── Stored data ──

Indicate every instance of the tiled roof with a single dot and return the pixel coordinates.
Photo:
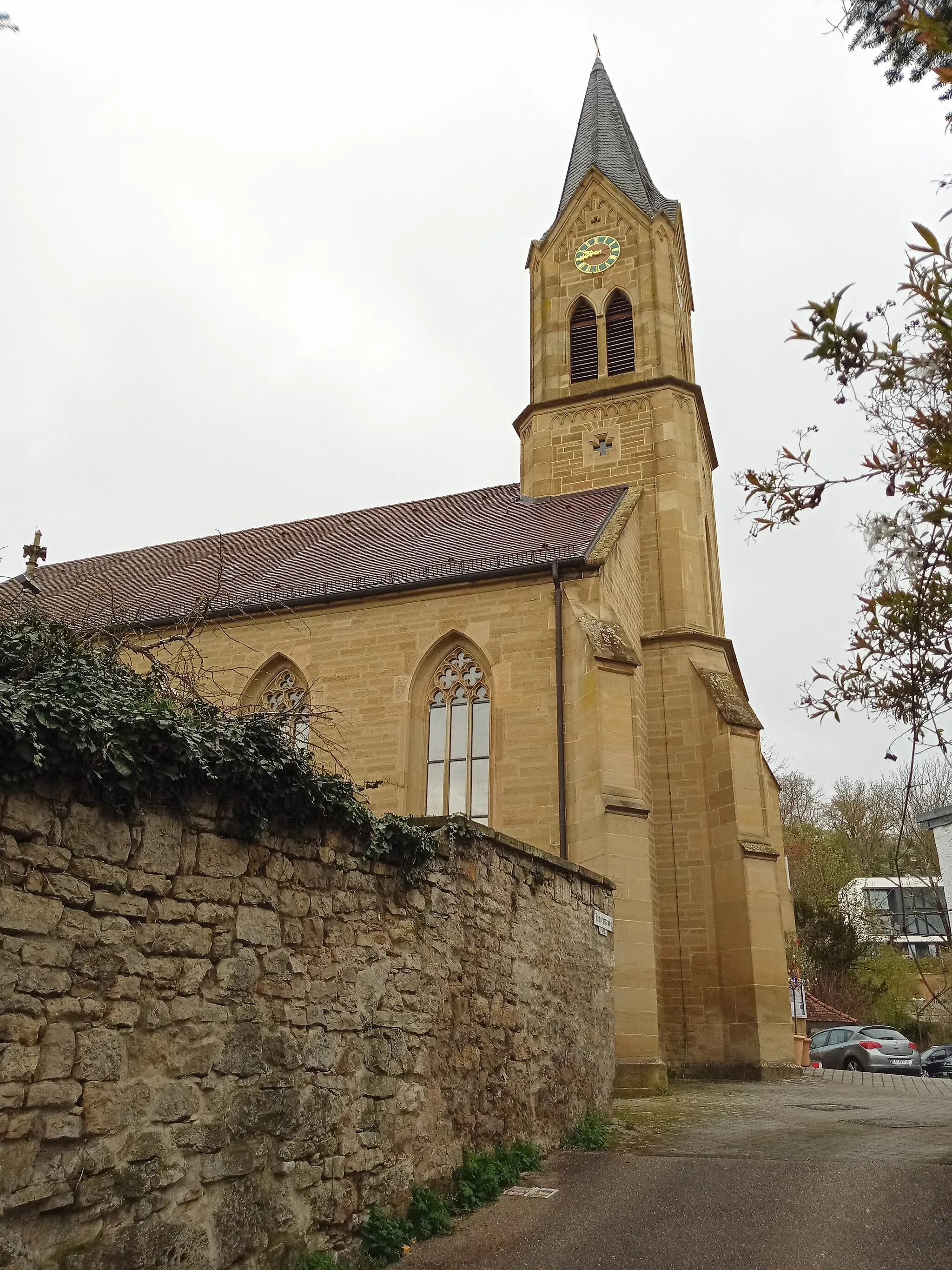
(819, 1012)
(603, 140)
(428, 541)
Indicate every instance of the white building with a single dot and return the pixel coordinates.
(909, 912)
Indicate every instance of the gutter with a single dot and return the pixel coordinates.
(320, 598)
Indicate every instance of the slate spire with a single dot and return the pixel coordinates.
(603, 140)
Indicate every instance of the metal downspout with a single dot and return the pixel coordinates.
(560, 717)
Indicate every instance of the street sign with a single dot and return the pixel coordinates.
(603, 923)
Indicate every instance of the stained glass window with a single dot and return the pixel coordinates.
(286, 698)
(457, 750)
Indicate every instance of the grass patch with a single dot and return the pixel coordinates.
(482, 1178)
(430, 1213)
(592, 1133)
(327, 1262)
(484, 1175)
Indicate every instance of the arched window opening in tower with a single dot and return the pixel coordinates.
(457, 750)
(584, 342)
(620, 334)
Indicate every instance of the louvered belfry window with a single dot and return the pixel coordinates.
(620, 334)
(584, 342)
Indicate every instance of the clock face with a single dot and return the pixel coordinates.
(597, 254)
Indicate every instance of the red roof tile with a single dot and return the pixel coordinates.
(819, 1012)
(380, 548)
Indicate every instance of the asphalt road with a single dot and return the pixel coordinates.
(748, 1178)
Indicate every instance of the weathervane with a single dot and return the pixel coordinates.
(33, 554)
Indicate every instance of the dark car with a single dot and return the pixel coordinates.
(871, 1048)
(935, 1058)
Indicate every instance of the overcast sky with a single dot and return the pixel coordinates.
(214, 313)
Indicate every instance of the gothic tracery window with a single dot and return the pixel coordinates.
(286, 698)
(457, 751)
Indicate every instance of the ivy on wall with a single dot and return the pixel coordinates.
(73, 710)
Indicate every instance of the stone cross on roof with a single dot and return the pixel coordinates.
(33, 553)
(603, 140)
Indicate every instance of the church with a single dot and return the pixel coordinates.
(546, 657)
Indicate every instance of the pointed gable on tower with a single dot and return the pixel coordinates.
(603, 140)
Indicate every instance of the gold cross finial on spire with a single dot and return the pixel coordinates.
(33, 553)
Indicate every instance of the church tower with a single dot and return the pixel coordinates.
(668, 793)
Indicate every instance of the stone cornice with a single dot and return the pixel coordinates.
(666, 381)
(688, 635)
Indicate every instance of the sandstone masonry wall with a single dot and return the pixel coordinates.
(215, 1053)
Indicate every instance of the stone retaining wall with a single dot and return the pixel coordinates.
(214, 1053)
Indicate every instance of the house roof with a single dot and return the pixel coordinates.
(819, 1012)
(603, 140)
(423, 543)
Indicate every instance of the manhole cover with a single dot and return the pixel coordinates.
(834, 1107)
(892, 1124)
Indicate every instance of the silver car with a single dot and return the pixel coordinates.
(866, 1050)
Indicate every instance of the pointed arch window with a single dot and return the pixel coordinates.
(620, 334)
(286, 698)
(583, 338)
(457, 751)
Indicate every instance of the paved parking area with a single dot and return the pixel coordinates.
(822, 1169)
(828, 1116)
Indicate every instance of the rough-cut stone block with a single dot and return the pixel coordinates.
(59, 1126)
(221, 858)
(54, 1094)
(148, 884)
(124, 906)
(218, 891)
(91, 832)
(18, 1062)
(28, 915)
(20, 1028)
(122, 1014)
(193, 1060)
(239, 973)
(323, 1051)
(26, 813)
(17, 1161)
(101, 1056)
(192, 976)
(45, 857)
(173, 911)
(111, 1107)
(215, 915)
(56, 1053)
(179, 939)
(79, 927)
(162, 844)
(258, 926)
(178, 1100)
(294, 904)
(44, 981)
(12, 1095)
(98, 873)
(69, 890)
(242, 1051)
(46, 953)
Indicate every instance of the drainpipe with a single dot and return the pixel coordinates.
(560, 717)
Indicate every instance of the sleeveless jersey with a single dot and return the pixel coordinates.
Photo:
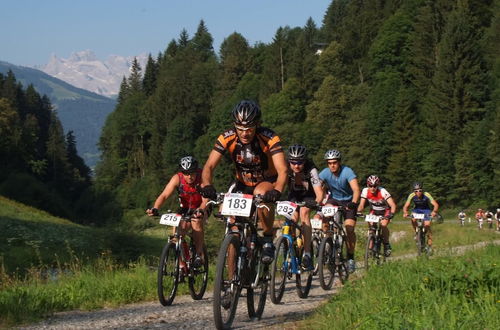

───

Restate all the material verbatim; omit every picture.

Response to this exercise
Indicate every instance of the tiled roof with a single dot and return the pixel coordinates.
Photo:
(819, 1012)
(603, 140)
(428, 541)
Indicate every instance of the white building with a single dot and return the pixel coordinates.
(909, 912)
Indicate every instance of the gutter with a single dot and return the pixel coordinates.
(320, 598)
Indicate every instance of the slate spire with a single dot and return the pixel coordinates.
(603, 140)
Indicate every instance of the metal downspout with a single dot and return the pixel coordinates.
(560, 717)
Indicate every instance of the street sign with a single dot and return the pixel coordinates.
(603, 923)
Indicate every instance of the stained glass window with a single dot and return the pixel coordinates.
(286, 698)
(457, 750)
Indicate every instance of the grass patch with a single dot and return the pixel coordinates.
(482, 1178)
(430, 1213)
(592, 1133)
(327, 1262)
(484, 1175)
Indicate every instance of the arched window opening in tower with a single dot and return the pixel coordinates.
(457, 750)
(584, 342)
(620, 334)
Indicate every instance of the louvered belfry window with a single dot and return the pixel coordinates.
(620, 334)
(584, 342)
Indicate every instance of the clock face with a single dot and return the pixel coordinates.
(597, 254)
Indicate every instance of the red roof tile with a single dot and return the pixel coordinates.
(819, 1012)
(380, 548)
Indicate every instance of the asphalt road with a single dot and return the pixel coordinates.
(748, 1178)
Indicate every instance of the weathervane with a single dot and return the pixel coordinates.
(33, 554)
Indicate every instance of the dark car with a single dot and return the pixel coordinates.
(871, 1048)
(935, 1058)
Indicate every instance of the overcast sky with a single dot and return the pixel coordinates.
(214, 313)
Indicate every instance of the gothic tracery window with a single dot and return the pixel coordinates.
(286, 698)
(457, 751)
Indicate every instance of the ivy on wall with a single dot and return the pixel coordinates.
(73, 710)
Indicate every instance of the stone cross on roof with a single dot and return the pixel coordinates.
(33, 553)
(603, 140)
Indicate every instance of the church with a single dot and return the pixel coordinates.
(546, 657)
Indicate every instance of the pointed gable on tower with a single dot and return the pixel coordinates.
(603, 140)
Indicate every instance of the gold cross finial on spire with a single dot and return the pixel coordinates.
(33, 553)
Indicate every instance of the church tower with a single dot and return the pixel coordinates.
(668, 793)
Indicate every instance of the stone cornice with a single dot and return the pixel coordinates.
(666, 381)
(688, 635)
Indicate every instance of the sandstone masonry wall with a single dot and return the pixel coordinates.
(215, 1053)
Indicate every instance of the stone retaining wall with a single dot and return the pixel coordinates.
(214, 1053)
Indicate every instance of the house roof with a single dot and return the pixel coordinates.
(819, 1012)
(603, 140)
(423, 543)
Indicate every instance of the manhole cover with a single dot and return the pixel coordinates.
(834, 1107)
(892, 1124)
Indicate every instance of the silver car with a single dot and return the pixel coordinates.
(866, 1050)
Indicate every instance of the pointed arch window with a single dot and return the pixel coordinates.
(620, 334)
(286, 698)
(583, 338)
(457, 751)
Indicate every instance of the paved parking area with a single dot and return the pixel coordinates.
(822, 1169)
(828, 1116)
Indicate every instance of the rough-cut stone block with a single dot and return the pixel coordinates.
(59, 1126)
(221, 858)
(54, 1094)
(148, 884)
(124, 906)
(218, 891)
(91, 832)
(18, 1062)
(28, 915)
(20, 1028)
(122, 1014)
(193, 1060)
(239, 973)
(323, 1051)
(26, 813)
(17, 1161)
(101, 1056)
(192, 976)
(45, 857)
(173, 911)
(111, 1107)
(215, 915)
(56, 1053)
(179, 939)
(79, 927)
(162, 844)
(258, 926)
(178, 1100)
(294, 904)
(44, 981)
(12, 1095)
(98, 873)
(69, 890)
(242, 1051)
(46, 953)
Indicate every instance of the drainpipe with a single dot and return the pixel coordinates.
(560, 717)
Indicate every instance of the sleeveless jersey with a single dot and return the pixel coordinates.
Photo:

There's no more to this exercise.